§ STATED TASK
Quote word for word the lines of the entries below, starting at the line that contains "pixel 195 869." and ending at the line that contains "pixel 264 185", with both of those lines included.
════
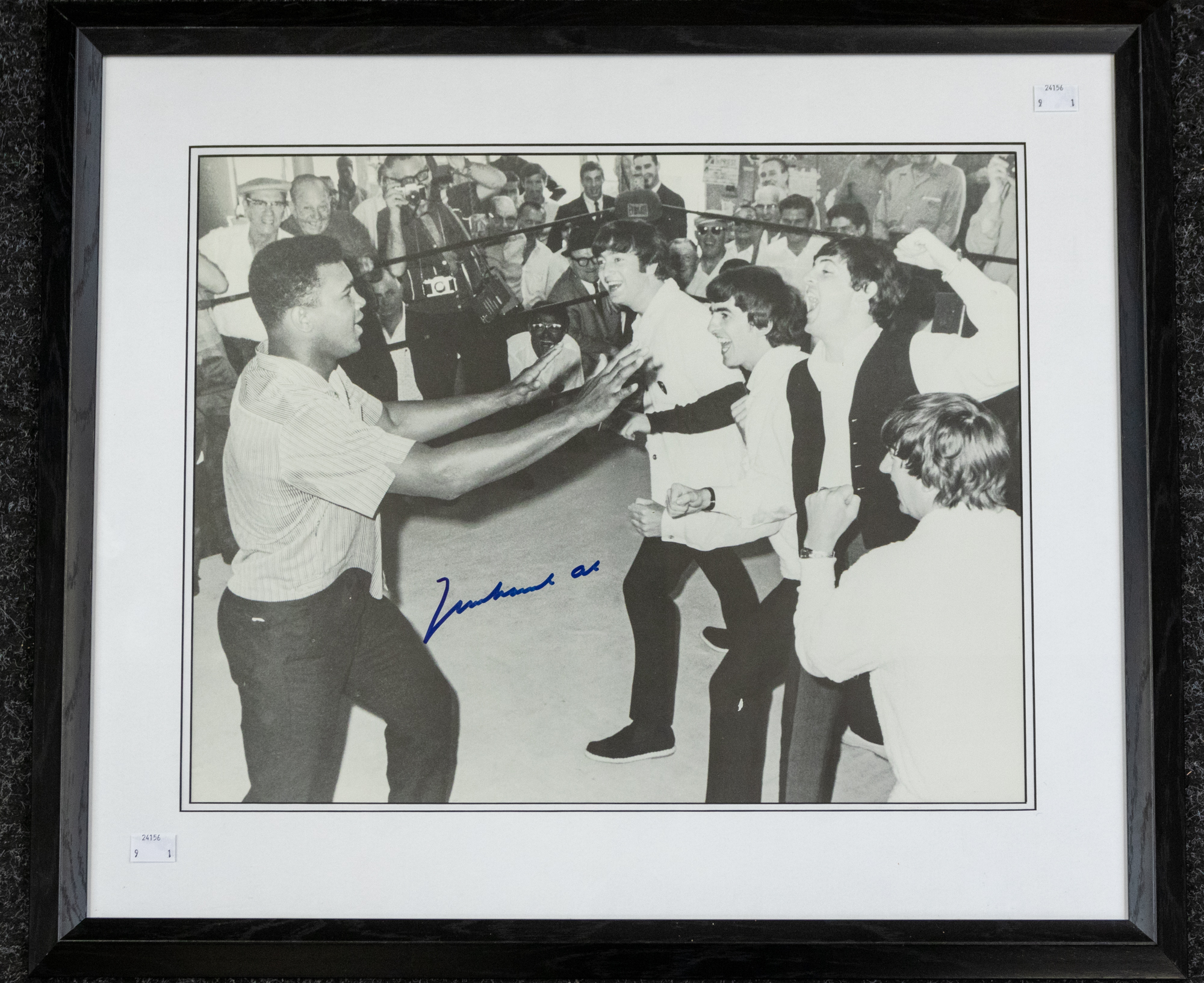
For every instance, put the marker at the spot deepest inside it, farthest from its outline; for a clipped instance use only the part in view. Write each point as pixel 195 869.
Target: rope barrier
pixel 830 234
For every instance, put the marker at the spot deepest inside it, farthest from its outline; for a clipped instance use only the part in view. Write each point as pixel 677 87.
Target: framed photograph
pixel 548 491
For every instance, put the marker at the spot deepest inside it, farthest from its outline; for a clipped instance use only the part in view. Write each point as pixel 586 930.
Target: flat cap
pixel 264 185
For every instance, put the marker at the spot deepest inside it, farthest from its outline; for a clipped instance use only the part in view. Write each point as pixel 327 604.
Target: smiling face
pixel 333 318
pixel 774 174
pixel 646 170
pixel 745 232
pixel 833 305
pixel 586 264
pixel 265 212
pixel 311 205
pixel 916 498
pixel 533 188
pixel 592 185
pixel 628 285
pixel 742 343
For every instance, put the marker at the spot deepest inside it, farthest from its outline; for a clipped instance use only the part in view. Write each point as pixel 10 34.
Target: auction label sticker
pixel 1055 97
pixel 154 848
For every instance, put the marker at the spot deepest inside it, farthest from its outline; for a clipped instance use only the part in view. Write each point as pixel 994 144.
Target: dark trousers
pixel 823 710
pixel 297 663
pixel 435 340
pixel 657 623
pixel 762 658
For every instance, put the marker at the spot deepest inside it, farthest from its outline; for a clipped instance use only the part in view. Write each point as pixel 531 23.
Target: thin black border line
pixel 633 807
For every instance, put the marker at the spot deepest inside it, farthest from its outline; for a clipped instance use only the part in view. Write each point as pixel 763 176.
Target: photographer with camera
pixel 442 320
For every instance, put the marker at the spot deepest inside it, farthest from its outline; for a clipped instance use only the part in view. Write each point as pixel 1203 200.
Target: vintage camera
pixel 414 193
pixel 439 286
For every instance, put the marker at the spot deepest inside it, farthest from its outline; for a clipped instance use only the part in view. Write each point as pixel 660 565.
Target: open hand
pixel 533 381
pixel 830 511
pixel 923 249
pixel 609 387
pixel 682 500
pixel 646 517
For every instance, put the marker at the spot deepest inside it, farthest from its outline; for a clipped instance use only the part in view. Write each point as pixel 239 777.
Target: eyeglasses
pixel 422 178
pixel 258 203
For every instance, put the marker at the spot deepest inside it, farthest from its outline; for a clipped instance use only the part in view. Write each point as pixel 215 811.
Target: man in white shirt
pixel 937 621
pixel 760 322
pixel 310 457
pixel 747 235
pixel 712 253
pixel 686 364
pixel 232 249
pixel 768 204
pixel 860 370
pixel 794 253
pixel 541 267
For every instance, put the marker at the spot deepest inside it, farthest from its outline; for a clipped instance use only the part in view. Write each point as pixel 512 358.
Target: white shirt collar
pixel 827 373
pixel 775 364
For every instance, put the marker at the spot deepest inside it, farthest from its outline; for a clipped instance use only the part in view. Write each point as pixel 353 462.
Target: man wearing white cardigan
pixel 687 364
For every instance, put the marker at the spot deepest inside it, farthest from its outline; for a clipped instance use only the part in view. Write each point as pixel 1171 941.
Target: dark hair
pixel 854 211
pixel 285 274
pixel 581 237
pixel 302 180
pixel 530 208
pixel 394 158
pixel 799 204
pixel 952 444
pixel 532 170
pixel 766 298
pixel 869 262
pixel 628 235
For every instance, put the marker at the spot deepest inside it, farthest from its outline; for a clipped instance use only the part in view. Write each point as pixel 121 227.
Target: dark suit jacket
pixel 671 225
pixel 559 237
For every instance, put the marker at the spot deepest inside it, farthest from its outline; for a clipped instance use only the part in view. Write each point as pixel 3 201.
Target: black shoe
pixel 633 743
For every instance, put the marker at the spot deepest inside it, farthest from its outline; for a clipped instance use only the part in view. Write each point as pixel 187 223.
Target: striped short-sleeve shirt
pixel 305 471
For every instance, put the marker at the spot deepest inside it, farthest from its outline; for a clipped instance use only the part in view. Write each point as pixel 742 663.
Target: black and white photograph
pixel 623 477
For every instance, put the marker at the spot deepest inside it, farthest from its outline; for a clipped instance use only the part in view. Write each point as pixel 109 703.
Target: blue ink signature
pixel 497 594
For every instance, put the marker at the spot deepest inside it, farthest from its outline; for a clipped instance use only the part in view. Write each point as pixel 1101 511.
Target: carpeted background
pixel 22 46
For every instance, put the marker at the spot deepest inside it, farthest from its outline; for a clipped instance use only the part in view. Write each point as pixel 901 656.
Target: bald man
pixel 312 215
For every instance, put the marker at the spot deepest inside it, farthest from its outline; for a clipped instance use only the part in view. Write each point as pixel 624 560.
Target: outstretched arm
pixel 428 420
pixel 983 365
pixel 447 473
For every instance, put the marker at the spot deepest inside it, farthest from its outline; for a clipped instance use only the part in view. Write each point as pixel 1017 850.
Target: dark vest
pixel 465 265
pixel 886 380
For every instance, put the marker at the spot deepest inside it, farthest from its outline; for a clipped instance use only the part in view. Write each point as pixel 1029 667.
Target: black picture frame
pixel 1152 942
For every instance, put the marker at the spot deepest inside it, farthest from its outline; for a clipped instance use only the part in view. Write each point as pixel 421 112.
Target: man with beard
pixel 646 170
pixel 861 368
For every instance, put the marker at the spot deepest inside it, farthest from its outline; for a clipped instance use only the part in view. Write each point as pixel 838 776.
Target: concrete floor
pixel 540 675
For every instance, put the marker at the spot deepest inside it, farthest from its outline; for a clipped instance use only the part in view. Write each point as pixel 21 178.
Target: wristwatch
════
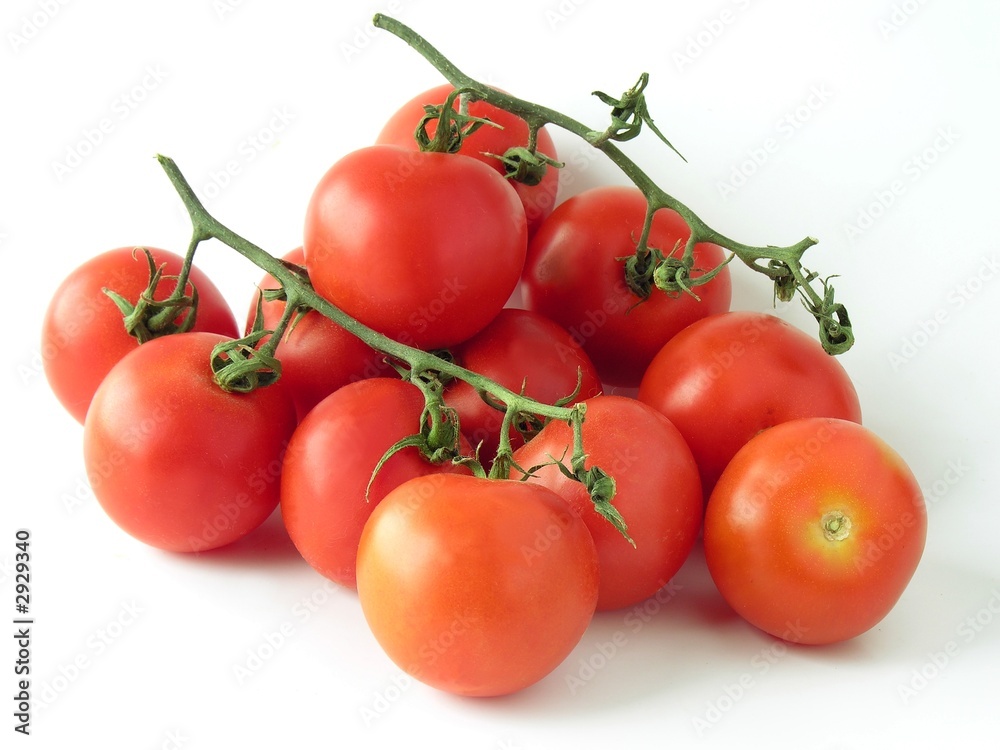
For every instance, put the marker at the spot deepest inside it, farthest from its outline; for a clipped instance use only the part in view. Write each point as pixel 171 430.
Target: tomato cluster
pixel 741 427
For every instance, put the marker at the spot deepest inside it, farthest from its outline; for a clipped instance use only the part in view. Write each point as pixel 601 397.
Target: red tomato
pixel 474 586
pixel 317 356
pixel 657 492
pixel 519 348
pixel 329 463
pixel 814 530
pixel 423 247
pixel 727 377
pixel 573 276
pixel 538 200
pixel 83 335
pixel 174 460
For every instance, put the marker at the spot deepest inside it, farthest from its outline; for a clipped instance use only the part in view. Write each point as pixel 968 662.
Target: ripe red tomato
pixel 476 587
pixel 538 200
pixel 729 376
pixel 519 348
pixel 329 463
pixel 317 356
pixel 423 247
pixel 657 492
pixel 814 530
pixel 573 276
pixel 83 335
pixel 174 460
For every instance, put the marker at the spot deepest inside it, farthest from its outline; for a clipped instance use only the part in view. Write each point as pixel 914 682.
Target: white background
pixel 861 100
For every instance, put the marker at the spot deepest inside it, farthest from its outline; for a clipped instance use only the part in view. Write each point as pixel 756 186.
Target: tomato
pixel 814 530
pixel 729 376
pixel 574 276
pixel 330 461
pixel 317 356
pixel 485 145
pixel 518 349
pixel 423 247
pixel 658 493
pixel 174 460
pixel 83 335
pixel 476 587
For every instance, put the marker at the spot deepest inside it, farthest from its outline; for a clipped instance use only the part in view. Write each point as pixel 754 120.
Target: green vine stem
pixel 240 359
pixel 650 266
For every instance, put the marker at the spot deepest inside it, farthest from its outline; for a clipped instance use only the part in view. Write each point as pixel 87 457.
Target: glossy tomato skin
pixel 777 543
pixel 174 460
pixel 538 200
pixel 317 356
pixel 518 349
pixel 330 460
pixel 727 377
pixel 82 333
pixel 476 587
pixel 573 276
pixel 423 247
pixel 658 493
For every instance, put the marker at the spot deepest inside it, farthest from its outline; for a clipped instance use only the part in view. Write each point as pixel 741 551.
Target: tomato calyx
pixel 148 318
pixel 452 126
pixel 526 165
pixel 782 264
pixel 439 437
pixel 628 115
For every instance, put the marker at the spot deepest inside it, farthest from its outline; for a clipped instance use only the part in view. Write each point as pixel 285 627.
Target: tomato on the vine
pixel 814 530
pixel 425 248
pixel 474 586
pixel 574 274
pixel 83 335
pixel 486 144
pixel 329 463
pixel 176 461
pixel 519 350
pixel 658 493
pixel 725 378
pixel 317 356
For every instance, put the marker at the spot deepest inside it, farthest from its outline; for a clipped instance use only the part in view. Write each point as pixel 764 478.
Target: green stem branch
════
§ SOLUTION TO THE EXERCISE
For every instance, put the marker at the spot deepest inside it, farthest from its outline; for a clipped instance use only the part in view. Write each point as pixel 195 869.
Target: rope barrier
pixel 830 234
For every instance, put the marker at the spot deepest inside it, farthest from its outline; for a clipped instance use only the part in view. Write each point as pixel 677 87.
Target: framed photograph
pixel 548 491
For every instance, put the marker at the spot deepest inside it, farthest from its outline; for a clipped instance use only the part in view. Write each point as pixel 586 930.
Target: flat cap
pixel 264 185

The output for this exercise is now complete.